▶ **Task directions**
Give back every line of the data, word for word.

[Entries shown Boundary: Start]

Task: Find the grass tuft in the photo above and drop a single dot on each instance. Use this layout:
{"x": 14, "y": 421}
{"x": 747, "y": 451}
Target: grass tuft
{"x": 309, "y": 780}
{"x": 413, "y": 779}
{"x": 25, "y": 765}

[Entries shown Boundary: End]

▶ **Answer to the problem**
Task: Find the grass tuft in the photo above and drop a single dot on each instance. Use this layout:
{"x": 14, "y": 421}
{"x": 747, "y": 451}
Target: grass tuft
{"x": 309, "y": 780}
{"x": 413, "y": 779}
{"x": 25, "y": 765}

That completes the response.